Format every line of the records below as a numbered list, leaving out any blank lines.

# Given entries start

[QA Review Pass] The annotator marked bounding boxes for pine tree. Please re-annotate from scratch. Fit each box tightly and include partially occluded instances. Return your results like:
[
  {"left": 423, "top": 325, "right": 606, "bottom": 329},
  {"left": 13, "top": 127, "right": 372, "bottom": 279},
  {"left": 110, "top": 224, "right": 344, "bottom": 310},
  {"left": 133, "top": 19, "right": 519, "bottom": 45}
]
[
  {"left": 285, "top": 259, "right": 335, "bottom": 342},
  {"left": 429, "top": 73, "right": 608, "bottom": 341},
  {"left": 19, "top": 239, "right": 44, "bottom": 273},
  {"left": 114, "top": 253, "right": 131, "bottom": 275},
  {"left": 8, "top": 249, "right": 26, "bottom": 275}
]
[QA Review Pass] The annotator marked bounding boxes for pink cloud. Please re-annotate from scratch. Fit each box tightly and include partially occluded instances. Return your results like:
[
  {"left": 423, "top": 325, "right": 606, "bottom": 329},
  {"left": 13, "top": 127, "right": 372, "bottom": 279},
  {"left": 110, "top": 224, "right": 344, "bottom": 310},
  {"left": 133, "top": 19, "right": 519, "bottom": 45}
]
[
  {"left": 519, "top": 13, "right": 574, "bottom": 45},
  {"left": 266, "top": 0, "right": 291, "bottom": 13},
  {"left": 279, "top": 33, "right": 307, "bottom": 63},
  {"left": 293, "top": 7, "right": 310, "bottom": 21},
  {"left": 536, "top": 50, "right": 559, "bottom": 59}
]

# Given entries end

Solution to this problem:
1. [QA Review Pass] The annotator marked bounding boxes for pine tree. Please re-annotate from scratch. Fit each box tightly and include partially occluded instances. Return your results like:
2. [
3.   {"left": 423, "top": 325, "right": 606, "bottom": 329},
4.   {"left": 13, "top": 127, "right": 372, "bottom": 279},
5.   {"left": 110, "top": 224, "right": 344, "bottom": 310},
6.   {"left": 133, "top": 19, "right": 519, "bottom": 45}
7. ]
8. [
9.   {"left": 285, "top": 259, "right": 335, "bottom": 342},
10.   {"left": 429, "top": 73, "right": 608, "bottom": 341},
11.   {"left": 19, "top": 239, "right": 44, "bottom": 273},
12.   {"left": 114, "top": 253, "right": 131, "bottom": 275},
13.   {"left": 8, "top": 249, "right": 26, "bottom": 275}
14. ]
15. [QA Review Pass] The annotator marked bounding boxes for pink cloud. Please re-annotate from scratch. Fit each box tightly and include partially occluded instances. Return your results like:
16. [
17.   {"left": 423, "top": 325, "right": 606, "bottom": 329},
18.   {"left": 13, "top": 127, "right": 372, "bottom": 279},
19.   {"left": 110, "top": 224, "right": 344, "bottom": 310},
20.   {"left": 133, "top": 19, "right": 519, "bottom": 45}
21. ]
22. [
23.   {"left": 519, "top": 13, "right": 574, "bottom": 45},
24.   {"left": 266, "top": 0, "right": 291, "bottom": 13},
25.   {"left": 279, "top": 33, "right": 307, "bottom": 63},
26.   {"left": 293, "top": 7, "right": 310, "bottom": 21},
27.   {"left": 536, "top": 50, "right": 559, "bottom": 59}
28. ]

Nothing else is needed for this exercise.